§ **Objective**:
Transcribe exactly the lines from the one holding "Where can you spot the black mortarboard?" to the end of the data below, including both of those lines and no others.

§ **Data section**:
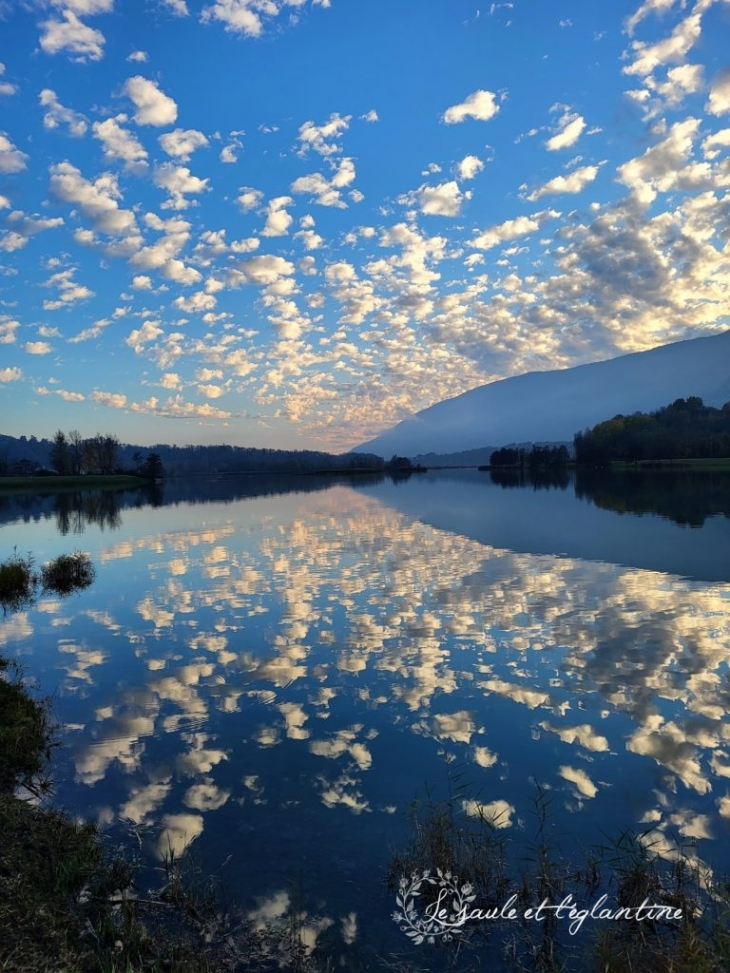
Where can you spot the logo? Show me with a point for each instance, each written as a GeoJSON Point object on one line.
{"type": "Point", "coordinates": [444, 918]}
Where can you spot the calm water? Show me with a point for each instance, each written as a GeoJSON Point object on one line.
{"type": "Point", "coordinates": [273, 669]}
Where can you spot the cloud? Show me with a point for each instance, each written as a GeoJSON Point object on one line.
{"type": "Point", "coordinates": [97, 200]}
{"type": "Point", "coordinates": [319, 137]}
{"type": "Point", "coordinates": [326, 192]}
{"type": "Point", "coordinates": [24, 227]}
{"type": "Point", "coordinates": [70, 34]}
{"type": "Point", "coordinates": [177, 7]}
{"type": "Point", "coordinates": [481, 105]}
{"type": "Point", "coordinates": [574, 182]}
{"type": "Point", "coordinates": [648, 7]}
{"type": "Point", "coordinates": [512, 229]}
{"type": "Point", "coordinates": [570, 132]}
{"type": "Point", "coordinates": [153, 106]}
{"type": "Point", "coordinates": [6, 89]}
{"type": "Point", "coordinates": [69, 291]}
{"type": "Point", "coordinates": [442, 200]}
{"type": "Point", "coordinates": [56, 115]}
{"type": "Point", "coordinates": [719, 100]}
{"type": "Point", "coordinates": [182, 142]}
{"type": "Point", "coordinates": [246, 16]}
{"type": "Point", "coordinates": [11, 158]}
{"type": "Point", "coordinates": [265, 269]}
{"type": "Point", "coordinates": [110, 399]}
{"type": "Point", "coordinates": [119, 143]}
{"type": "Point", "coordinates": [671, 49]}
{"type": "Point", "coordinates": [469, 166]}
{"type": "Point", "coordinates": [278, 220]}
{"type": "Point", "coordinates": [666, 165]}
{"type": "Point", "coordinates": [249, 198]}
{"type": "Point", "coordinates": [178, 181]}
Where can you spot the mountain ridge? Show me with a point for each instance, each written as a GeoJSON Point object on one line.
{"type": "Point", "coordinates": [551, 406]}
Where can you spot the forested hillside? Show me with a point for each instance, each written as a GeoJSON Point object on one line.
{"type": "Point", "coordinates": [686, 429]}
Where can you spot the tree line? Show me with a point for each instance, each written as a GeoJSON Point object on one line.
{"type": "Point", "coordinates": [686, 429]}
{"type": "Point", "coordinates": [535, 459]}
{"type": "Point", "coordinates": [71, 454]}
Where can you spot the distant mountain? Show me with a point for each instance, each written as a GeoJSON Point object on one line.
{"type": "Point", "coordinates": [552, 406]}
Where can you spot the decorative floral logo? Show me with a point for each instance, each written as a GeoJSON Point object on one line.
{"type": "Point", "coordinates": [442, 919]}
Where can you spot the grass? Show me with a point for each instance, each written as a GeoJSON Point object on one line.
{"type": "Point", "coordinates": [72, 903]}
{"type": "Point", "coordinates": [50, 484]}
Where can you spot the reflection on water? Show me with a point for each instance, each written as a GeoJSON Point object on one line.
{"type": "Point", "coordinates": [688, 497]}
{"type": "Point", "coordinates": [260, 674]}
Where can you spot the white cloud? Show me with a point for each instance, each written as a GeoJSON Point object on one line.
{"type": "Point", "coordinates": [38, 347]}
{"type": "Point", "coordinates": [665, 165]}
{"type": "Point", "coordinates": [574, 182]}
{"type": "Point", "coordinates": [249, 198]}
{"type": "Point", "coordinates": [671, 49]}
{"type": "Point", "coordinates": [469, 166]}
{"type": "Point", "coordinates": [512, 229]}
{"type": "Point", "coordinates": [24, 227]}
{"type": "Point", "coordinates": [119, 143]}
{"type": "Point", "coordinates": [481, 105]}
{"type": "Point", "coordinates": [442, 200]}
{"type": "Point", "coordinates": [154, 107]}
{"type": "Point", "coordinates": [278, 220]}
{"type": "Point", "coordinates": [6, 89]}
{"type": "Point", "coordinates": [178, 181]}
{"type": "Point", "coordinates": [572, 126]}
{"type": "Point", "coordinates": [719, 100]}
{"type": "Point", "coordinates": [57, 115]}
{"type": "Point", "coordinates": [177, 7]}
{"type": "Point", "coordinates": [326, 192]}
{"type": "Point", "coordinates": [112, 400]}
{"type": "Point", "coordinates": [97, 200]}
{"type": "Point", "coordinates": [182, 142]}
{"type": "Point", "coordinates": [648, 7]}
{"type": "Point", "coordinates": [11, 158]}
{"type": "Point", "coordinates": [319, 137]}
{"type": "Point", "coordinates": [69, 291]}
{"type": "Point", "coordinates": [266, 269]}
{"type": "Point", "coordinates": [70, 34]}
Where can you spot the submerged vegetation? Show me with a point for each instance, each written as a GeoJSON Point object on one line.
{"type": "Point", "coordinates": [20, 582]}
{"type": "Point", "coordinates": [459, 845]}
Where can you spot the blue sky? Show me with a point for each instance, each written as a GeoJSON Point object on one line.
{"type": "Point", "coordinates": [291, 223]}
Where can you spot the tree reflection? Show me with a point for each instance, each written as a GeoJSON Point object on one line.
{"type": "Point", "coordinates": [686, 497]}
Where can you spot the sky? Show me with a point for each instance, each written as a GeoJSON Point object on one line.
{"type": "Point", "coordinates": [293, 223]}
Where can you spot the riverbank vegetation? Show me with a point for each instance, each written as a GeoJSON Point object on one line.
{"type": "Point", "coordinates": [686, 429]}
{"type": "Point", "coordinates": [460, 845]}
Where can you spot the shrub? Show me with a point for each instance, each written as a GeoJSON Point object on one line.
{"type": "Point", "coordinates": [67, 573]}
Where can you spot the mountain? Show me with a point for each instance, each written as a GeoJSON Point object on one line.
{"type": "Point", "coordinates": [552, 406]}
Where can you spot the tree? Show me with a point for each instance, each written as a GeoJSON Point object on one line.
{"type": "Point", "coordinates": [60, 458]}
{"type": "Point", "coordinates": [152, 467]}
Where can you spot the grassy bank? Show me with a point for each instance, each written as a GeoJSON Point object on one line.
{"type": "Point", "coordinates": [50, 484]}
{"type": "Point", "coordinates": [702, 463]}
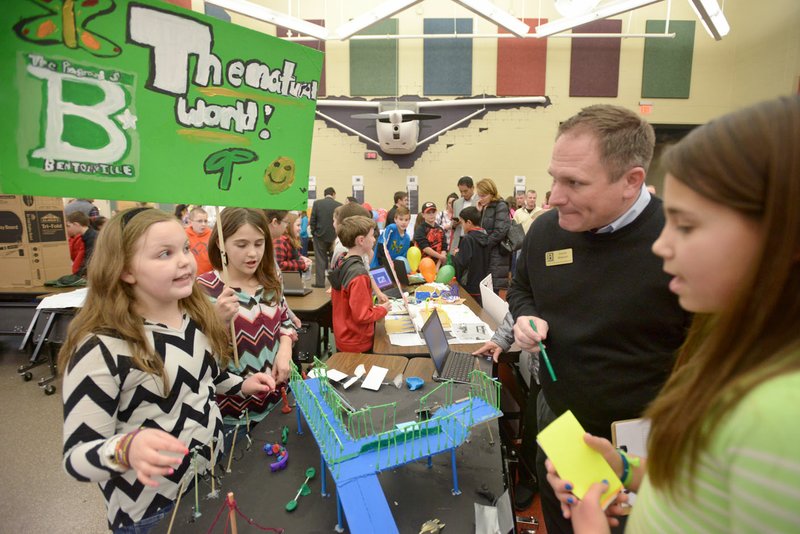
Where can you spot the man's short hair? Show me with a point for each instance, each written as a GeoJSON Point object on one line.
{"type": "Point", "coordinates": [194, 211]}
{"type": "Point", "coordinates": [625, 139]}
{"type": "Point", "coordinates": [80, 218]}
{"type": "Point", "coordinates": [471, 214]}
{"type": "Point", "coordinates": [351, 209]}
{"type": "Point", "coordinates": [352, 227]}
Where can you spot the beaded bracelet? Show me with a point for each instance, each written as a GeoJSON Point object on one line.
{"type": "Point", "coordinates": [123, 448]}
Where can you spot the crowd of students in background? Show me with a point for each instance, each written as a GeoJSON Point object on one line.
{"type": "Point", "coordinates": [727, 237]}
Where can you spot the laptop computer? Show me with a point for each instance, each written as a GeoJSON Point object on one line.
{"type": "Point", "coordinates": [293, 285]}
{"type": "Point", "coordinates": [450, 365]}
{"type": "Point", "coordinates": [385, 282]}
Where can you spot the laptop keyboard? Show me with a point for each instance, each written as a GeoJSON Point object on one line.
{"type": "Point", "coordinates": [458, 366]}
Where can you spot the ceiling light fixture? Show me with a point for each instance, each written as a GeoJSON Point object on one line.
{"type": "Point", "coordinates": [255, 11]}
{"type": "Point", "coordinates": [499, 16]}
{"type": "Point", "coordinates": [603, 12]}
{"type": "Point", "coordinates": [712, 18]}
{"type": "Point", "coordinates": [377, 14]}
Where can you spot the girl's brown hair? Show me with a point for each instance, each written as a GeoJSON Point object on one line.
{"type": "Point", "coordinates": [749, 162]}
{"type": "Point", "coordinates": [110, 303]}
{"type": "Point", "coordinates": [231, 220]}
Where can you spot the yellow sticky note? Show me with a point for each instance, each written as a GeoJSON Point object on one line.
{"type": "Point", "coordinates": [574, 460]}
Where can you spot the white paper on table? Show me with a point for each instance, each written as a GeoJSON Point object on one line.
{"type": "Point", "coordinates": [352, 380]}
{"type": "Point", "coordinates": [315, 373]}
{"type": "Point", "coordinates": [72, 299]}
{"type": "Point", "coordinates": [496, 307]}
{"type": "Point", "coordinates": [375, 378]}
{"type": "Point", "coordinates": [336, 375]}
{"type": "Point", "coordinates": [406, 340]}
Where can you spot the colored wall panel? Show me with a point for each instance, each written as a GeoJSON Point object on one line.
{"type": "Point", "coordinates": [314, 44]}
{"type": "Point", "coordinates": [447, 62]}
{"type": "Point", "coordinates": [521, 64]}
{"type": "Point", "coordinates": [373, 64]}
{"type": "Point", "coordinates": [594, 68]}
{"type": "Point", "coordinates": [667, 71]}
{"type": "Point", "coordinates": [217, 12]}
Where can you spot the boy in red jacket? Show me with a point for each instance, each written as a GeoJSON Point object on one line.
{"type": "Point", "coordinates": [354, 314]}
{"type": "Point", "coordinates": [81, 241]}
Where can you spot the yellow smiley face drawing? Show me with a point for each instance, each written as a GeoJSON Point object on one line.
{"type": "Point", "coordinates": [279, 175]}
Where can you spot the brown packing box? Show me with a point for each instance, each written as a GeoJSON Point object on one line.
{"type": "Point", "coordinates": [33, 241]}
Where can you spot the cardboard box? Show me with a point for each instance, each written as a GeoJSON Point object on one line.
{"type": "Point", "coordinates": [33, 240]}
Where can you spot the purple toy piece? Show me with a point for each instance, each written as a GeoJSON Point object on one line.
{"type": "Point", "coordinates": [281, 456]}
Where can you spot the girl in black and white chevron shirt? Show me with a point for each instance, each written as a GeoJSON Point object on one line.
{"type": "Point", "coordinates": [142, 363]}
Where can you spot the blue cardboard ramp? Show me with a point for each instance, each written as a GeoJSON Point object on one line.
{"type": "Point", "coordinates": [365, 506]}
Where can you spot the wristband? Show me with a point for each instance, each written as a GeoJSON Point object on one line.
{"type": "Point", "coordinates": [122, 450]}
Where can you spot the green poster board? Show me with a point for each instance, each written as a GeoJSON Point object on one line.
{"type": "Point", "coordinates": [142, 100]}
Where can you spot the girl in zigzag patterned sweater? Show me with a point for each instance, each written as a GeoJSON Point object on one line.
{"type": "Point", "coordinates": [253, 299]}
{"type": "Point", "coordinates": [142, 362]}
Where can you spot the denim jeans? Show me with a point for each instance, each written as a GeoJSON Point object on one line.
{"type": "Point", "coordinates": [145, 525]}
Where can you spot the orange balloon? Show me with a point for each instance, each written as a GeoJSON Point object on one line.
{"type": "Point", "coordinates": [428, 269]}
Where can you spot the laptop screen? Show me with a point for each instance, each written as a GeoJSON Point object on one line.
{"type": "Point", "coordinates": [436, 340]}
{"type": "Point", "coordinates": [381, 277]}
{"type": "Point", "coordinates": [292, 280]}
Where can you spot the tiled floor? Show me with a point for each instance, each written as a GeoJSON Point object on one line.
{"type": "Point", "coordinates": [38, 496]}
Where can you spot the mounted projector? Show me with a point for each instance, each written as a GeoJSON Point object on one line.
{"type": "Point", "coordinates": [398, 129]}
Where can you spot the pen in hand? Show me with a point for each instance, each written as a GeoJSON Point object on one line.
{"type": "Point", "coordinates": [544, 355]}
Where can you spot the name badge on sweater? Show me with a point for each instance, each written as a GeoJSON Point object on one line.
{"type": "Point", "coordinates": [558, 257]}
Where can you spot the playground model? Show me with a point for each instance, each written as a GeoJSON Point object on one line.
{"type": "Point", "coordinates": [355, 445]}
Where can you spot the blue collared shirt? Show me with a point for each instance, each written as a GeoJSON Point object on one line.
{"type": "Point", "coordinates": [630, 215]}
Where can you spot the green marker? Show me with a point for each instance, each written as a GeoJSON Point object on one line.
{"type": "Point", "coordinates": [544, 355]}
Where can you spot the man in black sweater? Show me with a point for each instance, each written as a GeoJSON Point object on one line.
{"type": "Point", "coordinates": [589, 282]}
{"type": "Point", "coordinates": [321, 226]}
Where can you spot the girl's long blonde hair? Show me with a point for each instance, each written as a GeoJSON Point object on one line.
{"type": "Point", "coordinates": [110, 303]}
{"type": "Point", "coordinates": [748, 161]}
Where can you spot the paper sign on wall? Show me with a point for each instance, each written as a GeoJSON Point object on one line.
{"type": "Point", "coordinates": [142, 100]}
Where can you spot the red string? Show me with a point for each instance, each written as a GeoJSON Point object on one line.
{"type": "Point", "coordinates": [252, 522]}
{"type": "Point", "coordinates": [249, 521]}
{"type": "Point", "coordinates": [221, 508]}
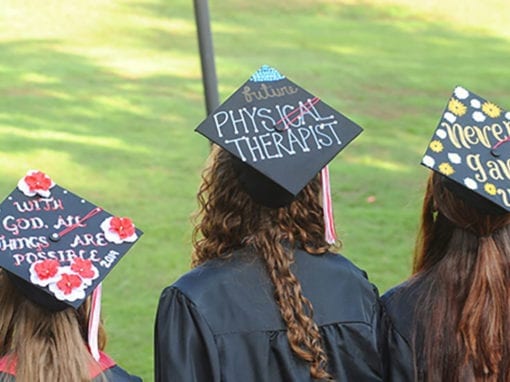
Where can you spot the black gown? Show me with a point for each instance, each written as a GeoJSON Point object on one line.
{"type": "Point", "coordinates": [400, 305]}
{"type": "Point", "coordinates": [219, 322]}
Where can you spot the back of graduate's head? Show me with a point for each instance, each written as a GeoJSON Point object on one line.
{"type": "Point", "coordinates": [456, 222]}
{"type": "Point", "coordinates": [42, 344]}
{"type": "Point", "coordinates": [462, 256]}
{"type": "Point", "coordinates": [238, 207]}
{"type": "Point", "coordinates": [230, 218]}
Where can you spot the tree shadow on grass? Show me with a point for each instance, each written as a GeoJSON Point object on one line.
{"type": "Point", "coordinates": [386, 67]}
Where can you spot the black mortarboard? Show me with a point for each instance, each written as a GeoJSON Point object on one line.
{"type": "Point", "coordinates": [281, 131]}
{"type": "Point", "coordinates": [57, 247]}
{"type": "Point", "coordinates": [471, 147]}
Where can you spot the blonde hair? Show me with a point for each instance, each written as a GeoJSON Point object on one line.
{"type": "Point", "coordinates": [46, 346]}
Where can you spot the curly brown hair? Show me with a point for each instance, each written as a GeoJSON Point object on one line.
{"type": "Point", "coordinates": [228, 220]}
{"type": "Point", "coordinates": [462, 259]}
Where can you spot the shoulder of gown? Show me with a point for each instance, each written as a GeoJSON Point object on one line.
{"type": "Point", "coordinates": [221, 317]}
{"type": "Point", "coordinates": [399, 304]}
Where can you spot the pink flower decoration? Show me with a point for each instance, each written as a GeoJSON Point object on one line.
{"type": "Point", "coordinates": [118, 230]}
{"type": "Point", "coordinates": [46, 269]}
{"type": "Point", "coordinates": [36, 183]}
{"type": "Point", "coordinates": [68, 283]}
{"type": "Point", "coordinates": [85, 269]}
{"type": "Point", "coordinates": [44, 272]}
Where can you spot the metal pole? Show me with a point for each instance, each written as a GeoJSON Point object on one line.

§ **Finished task**:
Where can you spot the black mortarboard? Show me with a point for each instance, each written as a GeoJSON Point object on one line.
{"type": "Point", "coordinates": [281, 131]}
{"type": "Point", "coordinates": [57, 247]}
{"type": "Point", "coordinates": [471, 147]}
Where can you spot the blonde hair? Show me with a point for each instance, each written as a GeoJSON Point object on one line.
{"type": "Point", "coordinates": [46, 346]}
Where can you spot the curly brown hair? Show me with a point for each instance, each written as a GeoJSON Point object on one line.
{"type": "Point", "coordinates": [228, 220]}
{"type": "Point", "coordinates": [462, 259]}
Where can you spot the shoulder of gown? Show me with a point for each instance, each written as a GeoJSON Point object on one line.
{"type": "Point", "coordinates": [221, 317]}
{"type": "Point", "coordinates": [399, 304]}
Where can you spot the pink flower decoration? Show me with a point for each instance, each written as a GeoJSON Point object on one line.
{"type": "Point", "coordinates": [118, 230]}
{"type": "Point", "coordinates": [46, 269]}
{"type": "Point", "coordinates": [36, 183]}
{"type": "Point", "coordinates": [68, 283]}
{"type": "Point", "coordinates": [85, 269]}
{"type": "Point", "coordinates": [44, 272]}
Where can you spot the metal pole? Show me with a point for each instance, each written as a GeoJSON Point object on one line.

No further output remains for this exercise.